### Exercise directions
Quote each line of the material verbatim, without the pictures.

### Data for the task
....

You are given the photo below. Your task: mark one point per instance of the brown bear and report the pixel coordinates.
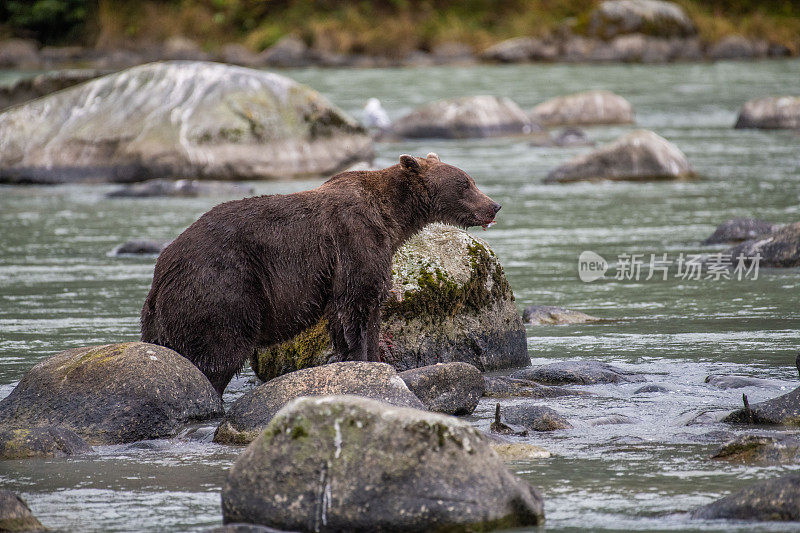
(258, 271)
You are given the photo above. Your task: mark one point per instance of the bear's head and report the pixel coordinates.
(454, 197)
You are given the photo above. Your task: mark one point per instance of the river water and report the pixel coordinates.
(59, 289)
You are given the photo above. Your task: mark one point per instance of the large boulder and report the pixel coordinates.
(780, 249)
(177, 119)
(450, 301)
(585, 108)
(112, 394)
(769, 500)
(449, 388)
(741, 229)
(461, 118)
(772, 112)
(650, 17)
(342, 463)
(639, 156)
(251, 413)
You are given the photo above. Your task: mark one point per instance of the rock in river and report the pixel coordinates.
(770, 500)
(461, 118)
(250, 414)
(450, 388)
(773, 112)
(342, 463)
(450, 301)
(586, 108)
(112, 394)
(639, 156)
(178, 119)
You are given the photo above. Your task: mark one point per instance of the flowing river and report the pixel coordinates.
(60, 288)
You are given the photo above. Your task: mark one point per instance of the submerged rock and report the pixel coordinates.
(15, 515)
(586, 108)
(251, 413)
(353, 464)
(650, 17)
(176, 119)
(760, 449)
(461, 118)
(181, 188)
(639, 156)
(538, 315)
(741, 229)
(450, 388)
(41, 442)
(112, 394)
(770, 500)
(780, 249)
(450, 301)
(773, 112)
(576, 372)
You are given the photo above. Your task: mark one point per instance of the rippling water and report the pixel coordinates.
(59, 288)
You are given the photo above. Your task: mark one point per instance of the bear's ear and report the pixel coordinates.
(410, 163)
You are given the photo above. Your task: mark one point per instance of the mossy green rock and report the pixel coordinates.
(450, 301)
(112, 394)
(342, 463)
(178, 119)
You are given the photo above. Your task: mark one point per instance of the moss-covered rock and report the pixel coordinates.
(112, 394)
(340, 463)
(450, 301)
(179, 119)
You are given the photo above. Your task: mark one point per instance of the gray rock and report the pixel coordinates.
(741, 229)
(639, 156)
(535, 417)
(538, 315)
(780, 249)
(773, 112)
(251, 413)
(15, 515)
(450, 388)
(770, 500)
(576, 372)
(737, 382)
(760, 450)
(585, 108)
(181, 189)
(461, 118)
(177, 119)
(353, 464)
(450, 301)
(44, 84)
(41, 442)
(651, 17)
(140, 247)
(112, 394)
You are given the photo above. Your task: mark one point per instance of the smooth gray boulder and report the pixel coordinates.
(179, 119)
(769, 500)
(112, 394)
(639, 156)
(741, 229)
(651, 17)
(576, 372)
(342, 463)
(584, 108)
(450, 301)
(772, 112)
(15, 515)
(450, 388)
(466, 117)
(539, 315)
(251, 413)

....

### Task result
You are given the photo below. Your task: mark one point per instance of the brown bear and report the pixel coordinates.
(258, 271)
You are given the photo above. Your task: mark one point per instance of the bear's head and report the pixel coordinates.
(454, 197)
You are given the photo above. Your task: mark one point per instance of the river water and report the pixel coordinates.
(59, 289)
You are given the photo above. Your task: mark one point per instance of the large boulder and report the pixel coordinates.
(780, 249)
(177, 119)
(450, 301)
(585, 108)
(112, 394)
(769, 500)
(449, 388)
(741, 229)
(461, 118)
(772, 112)
(650, 17)
(342, 463)
(639, 156)
(251, 413)
You are given the photo above. Your task: mark one point per instance of the rock in river and report the pixel coordinates.
(770, 500)
(461, 118)
(250, 414)
(450, 388)
(773, 112)
(342, 463)
(450, 301)
(586, 108)
(112, 394)
(639, 156)
(178, 119)
You are given the photo above. Your task: mark one point per instance of the flowing river and report the pixel coordinates.
(60, 288)
You are given the photo above. Your task: mark one point per instance of the submerged rock and report the pixel coordinates.
(15, 515)
(586, 108)
(251, 413)
(353, 464)
(650, 17)
(176, 119)
(760, 449)
(461, 118)
(181, 188)
(639, 156)
(538, 315)
(741, 229)
(450, 388)
(41, 442)
(112, 394)
(770, 500)
(780, 249)
(450, 301)
(773, 112)
(576, 372)
You are given the photo above. Your task: mark one point per instance of the rippling water and report the pixel coordinates.
(59, 288)
You are given the photo above. Your task: mark one point per instance of the bear's ear and report the pixel coordinates.
(410, 163)
You are given the photo above. Your task: mark one point per instance of the mossy green rock and report the pixel coordinates.
(450, 301)
(112, 394)
(342, 463)
(178, 119)
You are given the photo above. Your task: mark one point per instance of the moss-covered rock and report the pixel coordinates.
(112, 394)
(340, 463)
(450, 301)
(179, 119)
You are given the photo above. Your task: mark one point per instance of the gray rock and report the pixel coordinates.
(741, 229)
(639, 156)
(535, 417)
(538, 315)
(780, 249)
(773, 112)
(251, 413)
(15, 515)
(450, 388)
(770, 500)
(576, 372)
(737, 382)
(760, 450)
(585, 108)
(181, 189)
(461, 118)
(177, 119)
(353, 464)
(450, 301)
(44, 84)
(41, 442)
(651, 17)
(140, 247)
(112, 394)
You are given the photo above. Your task: mark one point per instance of the smooth gray boulder and report the pixel coordinates.
(179, 119)
(769, 500)
(112, 394)
(639, 156)
(741, 229)
(651, 17)
(576, 372)
(342, 463)
(584, 108)
(450, 301)
(772, 112)
(15, 515)
(450, 388)
(466, 117)
(539, 315)
(251, 413)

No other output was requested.